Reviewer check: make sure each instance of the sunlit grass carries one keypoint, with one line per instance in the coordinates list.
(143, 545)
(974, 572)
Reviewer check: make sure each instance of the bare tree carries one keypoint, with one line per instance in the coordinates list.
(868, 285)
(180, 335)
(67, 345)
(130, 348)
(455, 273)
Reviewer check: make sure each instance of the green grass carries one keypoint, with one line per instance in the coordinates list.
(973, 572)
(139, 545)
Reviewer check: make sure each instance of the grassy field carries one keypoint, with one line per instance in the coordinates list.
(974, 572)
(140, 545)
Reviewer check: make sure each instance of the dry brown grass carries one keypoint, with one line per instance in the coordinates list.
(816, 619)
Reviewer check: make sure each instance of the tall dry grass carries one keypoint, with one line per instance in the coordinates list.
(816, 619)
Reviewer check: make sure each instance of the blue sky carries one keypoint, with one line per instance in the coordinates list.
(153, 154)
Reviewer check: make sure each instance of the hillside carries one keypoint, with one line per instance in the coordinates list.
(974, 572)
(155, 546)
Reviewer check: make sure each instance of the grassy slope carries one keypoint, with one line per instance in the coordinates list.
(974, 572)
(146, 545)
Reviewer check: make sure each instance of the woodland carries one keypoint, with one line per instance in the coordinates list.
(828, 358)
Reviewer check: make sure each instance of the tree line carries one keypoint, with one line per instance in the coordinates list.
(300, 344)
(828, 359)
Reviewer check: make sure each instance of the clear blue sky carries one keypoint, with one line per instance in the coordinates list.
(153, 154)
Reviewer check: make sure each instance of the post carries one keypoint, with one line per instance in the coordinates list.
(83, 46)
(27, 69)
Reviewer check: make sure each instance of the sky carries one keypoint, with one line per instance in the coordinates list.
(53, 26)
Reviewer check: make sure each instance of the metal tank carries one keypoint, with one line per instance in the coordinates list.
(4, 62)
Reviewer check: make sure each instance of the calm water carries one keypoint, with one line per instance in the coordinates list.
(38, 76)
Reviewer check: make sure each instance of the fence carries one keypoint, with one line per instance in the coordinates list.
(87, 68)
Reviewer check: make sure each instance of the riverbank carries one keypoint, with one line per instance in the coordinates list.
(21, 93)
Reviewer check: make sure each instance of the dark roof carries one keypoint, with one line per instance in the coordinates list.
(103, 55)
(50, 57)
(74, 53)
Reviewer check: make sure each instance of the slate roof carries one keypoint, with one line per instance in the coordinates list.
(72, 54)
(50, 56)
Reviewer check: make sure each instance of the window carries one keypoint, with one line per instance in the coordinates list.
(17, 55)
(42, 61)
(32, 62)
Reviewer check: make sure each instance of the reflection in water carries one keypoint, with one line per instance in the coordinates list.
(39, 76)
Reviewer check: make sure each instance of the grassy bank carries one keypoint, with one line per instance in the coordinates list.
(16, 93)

|---|

How to complete this task: When you reply, retype each line exactly as it appears above.

Solution to the exercise:
Reviewer check: make sure each instance of the sunlit grass carries one keypoint, with one line per instance in the coordinates list.
(143, 545)
(974, 572)
Reviewer check: make sure each instance of the bare tree carries one keypoint, with one line per instance in the coordinates list.
(868, 285)
(180, 335)
(67, 345)
(130, 348)
(455, 273)
Reviewer check: make sure each instance of the green grass carries one keypoint, with one line per instance in the coordinates list.
(973, 572)
(139, 545)
Reviewer check: make sure each instance of the grassy field carries one keypoint, with one line per instance in the coordinates list.
(974, 572)
(140, 545)
Reviewer check: make sure each instance of the dry brown grass carries one keypoint, with one line per instance in the coordinates list.
(816, 619)
Reviewer check: make sure each instance of the tall dry grass carries one keypoint, with one line per instance in the coordinates list.
(816, 619)
Reviewer check: make sure each instance of the blue sky carries one keypoint, with one line per instance in the coordinates list.
(153, 154)
Reviewer check: make sure each instance of the hillside carries one keypoint, with one line per instance in the coordinates list.
(974, 572)
(155, 546)
Reviewer check: make sure each instance of the grassy slope carries one keypoint, with one line per instance in the coordinates list.
(974, 572)
(146, 545)
Reviewer check: make sure each instance of the woodland carries one keypoint, with one line per instance in the coordinates list.
(828, 358)
Reviewer check: make sure each instance of the tree line carries one keypoint, with one line per instance in the coordinates list.
(300, 344)
(828, 359)
Reviewer check: make sure each instance of the clear blue sky carries one keypoint, with one line per instance in the coordinates list.
(153, 154)
Reviewer check: make sure each instance of the post carries one keypoint, with one line per instance in the coordinates list.
(83, 46)
(27, 69)
Reviewer check: make sure each instance of the sky carries one keypoint, with one line per instance in the coordinates list.
(53, 26)
Reviewer check: make sure each instance of the metal tank carries one keypoint, with one line per instance in the coordinates list.
(4, 62)
Reviewer check: make sure each instance of the calm water carries one keypoint, with one line per instance in the coordinates list.
(38, 76)
Reviewer check: make sure each instance of the fence carries one keypoint, with one line per instance in the coordinates list.
(87, 68)
Reviewer check: make sure each instance of the riverbank carries one keypoint, with one line per instance in the coordinates list.
(21, 93)
Reviewer check: make sure each instance of the dark roof carries one keypoint, with one line per instance in the coordinates list.
(103, 55)
(50, 57)
(74, 53)
Reviewer check: make sure each instance of the slate roof carries one keypoint, with one line per instance in the coordinates list.
(72, 54)
(50, 56)
Reviewer check: make sure each instance of the window carries one keypoint, with one line per instance in the coordinates list.
(17, 55)
(42, 61)
(32, 62)
Reviewer check: make sure each instance of the reflection in water carries one keypoint, with one line per instance in the coordinates list.
(39, 76)
Reviewer check: make sure each instance of the grassy bank carries one keypoint, with one line per instance in the coordinates list.
(16, 93)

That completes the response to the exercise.